## EXERCISE PROMPT
Where "every" appears in a line of the entries below, that line should be copied.

## DATA FOR REVIEW
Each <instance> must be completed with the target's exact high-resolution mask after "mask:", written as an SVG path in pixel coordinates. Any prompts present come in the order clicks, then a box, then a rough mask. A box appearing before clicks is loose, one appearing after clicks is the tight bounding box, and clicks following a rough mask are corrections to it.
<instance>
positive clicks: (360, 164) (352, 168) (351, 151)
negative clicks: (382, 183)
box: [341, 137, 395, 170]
--
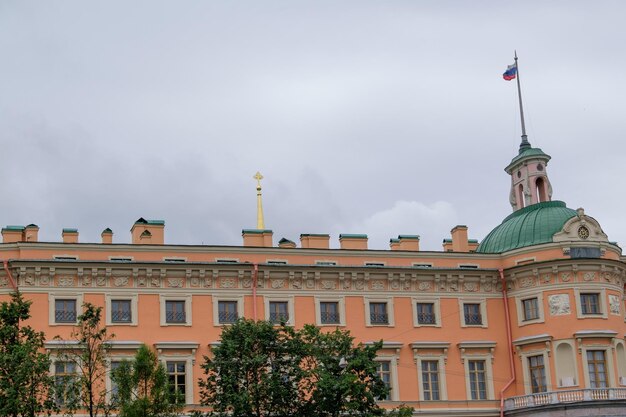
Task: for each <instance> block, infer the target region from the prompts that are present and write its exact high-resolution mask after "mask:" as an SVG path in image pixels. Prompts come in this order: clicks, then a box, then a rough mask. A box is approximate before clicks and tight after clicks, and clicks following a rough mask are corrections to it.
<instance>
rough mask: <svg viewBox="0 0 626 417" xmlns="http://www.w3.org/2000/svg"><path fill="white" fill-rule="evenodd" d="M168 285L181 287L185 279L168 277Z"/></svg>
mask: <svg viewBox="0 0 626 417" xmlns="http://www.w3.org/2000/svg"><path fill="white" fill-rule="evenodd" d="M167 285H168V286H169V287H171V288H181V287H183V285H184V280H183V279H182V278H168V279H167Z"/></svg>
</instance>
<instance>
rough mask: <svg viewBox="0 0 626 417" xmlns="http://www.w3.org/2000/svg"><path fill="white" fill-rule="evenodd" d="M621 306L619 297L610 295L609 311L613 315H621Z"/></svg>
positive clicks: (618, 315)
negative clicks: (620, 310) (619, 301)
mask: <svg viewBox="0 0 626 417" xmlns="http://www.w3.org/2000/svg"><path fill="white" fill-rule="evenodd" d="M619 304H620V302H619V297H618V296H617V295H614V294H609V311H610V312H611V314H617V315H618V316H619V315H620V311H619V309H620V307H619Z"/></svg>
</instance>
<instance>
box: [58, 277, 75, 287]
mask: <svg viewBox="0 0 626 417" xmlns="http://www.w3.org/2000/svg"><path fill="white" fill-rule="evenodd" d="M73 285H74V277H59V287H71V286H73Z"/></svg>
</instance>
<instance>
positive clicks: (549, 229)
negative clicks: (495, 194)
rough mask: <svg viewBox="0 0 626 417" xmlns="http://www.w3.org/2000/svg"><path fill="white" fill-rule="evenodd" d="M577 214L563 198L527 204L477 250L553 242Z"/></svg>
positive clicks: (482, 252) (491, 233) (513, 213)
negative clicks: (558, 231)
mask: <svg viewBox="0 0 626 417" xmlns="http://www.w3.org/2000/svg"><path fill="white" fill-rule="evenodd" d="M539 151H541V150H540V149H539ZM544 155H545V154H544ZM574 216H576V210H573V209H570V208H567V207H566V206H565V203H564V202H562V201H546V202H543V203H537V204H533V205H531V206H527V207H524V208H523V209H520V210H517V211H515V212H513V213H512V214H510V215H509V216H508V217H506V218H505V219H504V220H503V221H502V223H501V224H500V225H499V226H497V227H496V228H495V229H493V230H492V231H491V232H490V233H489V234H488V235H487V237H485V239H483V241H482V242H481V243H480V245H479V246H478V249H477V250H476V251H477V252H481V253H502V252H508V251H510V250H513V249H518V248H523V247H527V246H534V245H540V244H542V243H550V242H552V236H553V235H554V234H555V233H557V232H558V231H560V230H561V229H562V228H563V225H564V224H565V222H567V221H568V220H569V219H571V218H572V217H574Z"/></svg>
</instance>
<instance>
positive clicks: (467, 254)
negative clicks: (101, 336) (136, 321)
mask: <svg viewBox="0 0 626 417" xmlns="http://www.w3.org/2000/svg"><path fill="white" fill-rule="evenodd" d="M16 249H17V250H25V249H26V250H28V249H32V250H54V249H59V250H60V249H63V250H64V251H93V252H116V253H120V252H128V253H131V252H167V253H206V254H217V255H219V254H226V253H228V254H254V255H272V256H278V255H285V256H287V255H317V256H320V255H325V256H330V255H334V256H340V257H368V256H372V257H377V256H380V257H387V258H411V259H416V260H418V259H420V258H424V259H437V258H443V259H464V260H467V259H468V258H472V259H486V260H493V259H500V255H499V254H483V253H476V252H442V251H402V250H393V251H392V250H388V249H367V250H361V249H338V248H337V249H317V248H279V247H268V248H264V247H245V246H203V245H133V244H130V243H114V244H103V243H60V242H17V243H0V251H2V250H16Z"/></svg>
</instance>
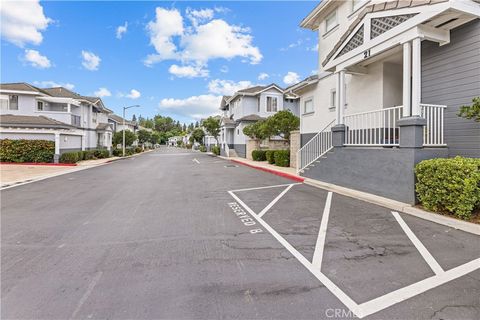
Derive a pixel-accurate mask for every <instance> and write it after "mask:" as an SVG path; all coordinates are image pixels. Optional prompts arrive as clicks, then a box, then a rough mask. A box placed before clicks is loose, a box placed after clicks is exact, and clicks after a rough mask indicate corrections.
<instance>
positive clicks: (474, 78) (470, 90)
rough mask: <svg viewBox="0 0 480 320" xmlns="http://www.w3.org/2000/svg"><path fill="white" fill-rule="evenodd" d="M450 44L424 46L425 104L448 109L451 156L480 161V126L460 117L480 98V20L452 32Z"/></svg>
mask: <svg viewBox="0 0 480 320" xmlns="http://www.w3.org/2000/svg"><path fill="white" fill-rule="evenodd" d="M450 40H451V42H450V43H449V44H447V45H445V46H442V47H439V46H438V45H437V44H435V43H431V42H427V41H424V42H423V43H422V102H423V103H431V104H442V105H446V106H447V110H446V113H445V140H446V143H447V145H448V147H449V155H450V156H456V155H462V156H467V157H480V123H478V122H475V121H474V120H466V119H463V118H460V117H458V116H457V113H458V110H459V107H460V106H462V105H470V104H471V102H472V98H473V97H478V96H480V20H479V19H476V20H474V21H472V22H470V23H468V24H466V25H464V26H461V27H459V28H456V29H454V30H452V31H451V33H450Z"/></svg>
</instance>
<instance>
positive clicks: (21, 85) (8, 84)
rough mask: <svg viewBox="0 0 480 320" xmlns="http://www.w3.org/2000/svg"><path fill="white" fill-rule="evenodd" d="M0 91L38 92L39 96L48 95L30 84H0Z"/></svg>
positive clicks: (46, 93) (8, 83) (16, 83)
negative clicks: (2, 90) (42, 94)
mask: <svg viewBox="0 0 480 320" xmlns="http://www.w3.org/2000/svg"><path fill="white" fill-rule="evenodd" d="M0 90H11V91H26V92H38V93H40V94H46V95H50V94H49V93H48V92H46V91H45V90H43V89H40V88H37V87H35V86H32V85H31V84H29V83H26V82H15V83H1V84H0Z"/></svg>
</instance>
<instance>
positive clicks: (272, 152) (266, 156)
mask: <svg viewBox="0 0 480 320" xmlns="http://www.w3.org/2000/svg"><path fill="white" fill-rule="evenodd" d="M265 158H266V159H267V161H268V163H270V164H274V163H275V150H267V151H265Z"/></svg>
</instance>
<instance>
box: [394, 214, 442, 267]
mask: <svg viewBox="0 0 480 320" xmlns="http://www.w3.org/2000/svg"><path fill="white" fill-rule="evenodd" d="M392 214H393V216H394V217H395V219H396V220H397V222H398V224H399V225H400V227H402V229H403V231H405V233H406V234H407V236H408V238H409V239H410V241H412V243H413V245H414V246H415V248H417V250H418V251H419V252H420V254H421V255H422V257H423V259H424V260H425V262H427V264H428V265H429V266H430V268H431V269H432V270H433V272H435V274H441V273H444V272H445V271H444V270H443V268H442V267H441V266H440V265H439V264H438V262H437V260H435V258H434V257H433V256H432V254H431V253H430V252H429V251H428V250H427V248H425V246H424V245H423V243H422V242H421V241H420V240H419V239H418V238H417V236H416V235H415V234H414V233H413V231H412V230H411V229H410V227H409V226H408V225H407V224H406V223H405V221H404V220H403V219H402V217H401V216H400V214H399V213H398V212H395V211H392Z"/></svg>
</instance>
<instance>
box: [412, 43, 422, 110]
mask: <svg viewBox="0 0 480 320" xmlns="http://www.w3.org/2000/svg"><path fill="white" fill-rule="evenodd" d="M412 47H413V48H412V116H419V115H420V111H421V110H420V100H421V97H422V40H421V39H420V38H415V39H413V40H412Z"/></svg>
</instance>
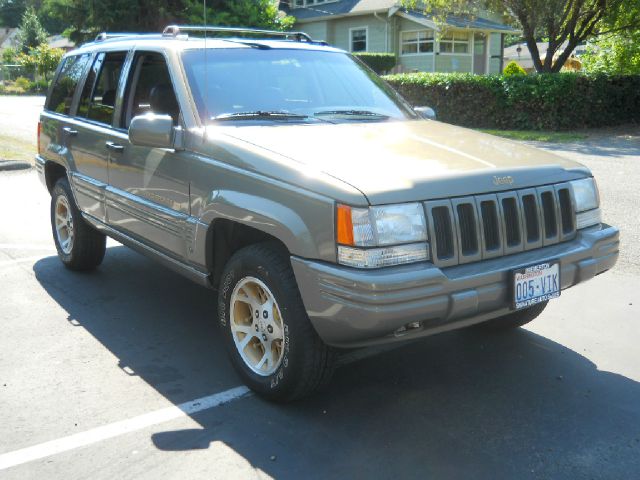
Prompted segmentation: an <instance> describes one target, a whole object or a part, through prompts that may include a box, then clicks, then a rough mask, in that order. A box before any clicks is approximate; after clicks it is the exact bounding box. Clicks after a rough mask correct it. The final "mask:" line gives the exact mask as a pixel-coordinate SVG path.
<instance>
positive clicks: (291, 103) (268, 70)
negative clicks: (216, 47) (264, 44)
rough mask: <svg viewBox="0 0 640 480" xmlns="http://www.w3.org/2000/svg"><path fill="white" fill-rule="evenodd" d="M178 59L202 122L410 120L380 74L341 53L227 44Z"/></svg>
* * *
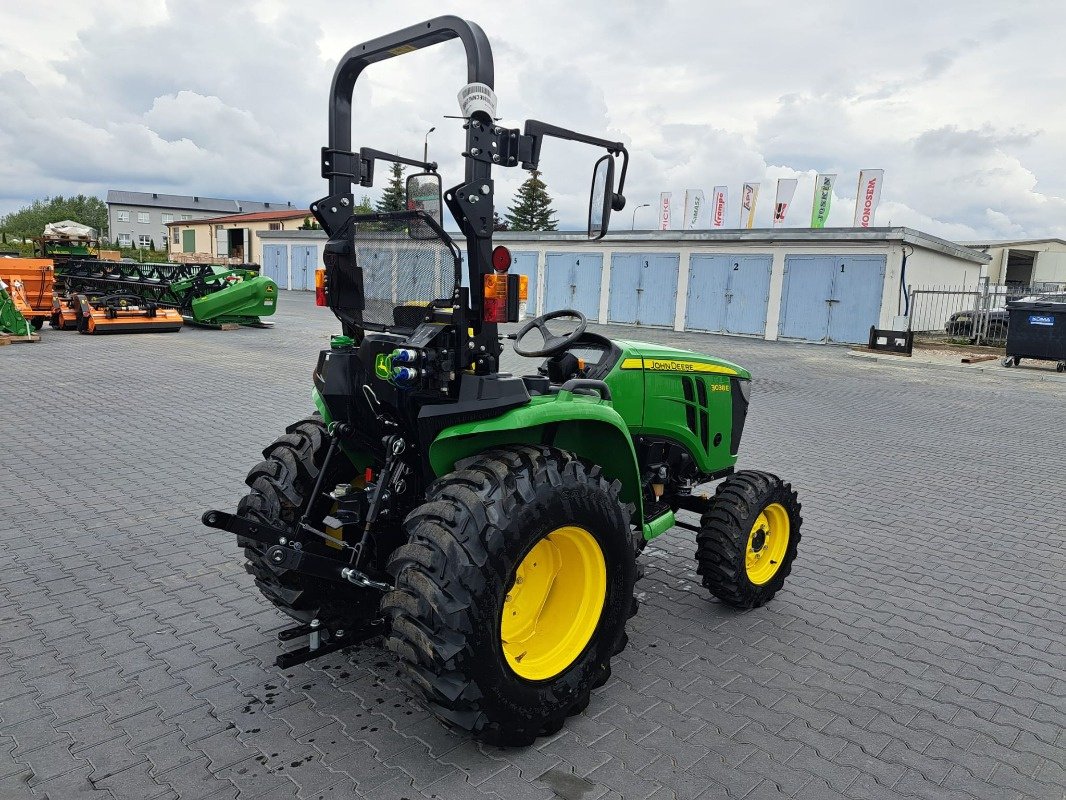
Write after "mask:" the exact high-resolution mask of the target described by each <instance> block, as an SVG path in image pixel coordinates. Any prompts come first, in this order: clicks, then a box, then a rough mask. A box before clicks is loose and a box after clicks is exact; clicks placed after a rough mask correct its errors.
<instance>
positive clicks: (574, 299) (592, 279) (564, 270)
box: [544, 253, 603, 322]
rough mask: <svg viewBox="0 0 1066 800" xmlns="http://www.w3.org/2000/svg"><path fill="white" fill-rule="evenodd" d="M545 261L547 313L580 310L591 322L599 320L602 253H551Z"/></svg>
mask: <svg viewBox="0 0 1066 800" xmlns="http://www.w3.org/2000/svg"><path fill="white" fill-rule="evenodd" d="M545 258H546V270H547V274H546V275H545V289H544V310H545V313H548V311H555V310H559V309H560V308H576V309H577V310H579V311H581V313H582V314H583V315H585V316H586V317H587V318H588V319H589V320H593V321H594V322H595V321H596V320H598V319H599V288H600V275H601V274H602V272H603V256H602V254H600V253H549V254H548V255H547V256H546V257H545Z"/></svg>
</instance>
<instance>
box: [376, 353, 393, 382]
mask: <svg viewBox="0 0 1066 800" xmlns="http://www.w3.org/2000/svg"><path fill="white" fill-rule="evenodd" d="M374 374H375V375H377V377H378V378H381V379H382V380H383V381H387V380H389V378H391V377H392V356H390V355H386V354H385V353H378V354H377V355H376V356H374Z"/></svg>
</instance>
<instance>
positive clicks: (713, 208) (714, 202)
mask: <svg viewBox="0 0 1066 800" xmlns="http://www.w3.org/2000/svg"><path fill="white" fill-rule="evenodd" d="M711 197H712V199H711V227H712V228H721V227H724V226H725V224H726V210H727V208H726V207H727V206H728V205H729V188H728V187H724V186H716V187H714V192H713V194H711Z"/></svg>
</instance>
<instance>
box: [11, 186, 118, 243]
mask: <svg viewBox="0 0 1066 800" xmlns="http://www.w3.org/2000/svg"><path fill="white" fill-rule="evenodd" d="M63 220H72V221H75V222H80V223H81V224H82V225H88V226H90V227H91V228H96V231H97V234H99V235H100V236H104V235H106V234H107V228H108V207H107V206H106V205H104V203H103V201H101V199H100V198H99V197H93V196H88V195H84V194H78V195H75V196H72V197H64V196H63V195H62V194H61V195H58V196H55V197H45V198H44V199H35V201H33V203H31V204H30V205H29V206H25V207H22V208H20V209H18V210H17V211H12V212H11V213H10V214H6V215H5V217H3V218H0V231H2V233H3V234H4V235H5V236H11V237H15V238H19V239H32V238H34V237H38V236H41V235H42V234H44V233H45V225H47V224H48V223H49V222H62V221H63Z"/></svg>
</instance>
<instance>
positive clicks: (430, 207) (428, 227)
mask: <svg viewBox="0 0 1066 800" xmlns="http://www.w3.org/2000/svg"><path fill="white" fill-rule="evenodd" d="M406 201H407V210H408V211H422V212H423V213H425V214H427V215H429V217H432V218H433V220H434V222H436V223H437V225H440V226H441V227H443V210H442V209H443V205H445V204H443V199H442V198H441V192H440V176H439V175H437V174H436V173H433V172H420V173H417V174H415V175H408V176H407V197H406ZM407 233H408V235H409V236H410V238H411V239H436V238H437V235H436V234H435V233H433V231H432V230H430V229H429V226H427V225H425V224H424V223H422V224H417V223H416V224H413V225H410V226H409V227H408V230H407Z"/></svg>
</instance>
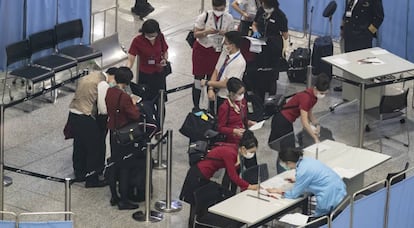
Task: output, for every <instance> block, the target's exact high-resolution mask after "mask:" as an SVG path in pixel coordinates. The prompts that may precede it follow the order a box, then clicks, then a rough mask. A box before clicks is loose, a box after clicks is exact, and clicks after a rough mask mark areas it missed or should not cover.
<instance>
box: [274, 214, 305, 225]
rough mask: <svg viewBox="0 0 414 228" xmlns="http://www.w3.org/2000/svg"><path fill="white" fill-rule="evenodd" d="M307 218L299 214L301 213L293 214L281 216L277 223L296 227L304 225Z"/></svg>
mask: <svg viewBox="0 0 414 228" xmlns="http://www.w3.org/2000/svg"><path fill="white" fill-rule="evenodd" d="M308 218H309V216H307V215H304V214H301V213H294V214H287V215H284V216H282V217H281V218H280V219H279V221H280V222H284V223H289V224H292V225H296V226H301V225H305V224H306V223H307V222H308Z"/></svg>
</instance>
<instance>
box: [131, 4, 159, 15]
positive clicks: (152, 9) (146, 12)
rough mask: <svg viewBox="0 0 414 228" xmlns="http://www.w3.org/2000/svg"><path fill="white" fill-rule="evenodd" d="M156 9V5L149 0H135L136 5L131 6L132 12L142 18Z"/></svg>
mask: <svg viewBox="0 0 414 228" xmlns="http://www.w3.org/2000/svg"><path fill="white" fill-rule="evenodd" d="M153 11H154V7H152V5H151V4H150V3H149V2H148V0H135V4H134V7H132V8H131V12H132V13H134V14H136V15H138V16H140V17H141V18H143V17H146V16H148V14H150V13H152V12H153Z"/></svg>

## EXERCISE RESULT
Derive a pixel-accurate mask for every <instance> and write it after "mask:" as an SVG path; all coordinates are image pixels. Optional prompts arrive as clicks, then a box, then a rough mask. A box placed before clicks is loose, a box placed after clicks is exact, and clicks after a rough mask indicate corrections.
Task: output, for every <instance> block, the target's exact high-resolution mask after "mask:" as an SVG path in pixel coordinates. The prompts that may precede it follow the order a box, then clicks, then a rough mask. A box before clicks is loose, a box after clicks is exact, and clicks after a rough mask mark areas it missed or should not cover.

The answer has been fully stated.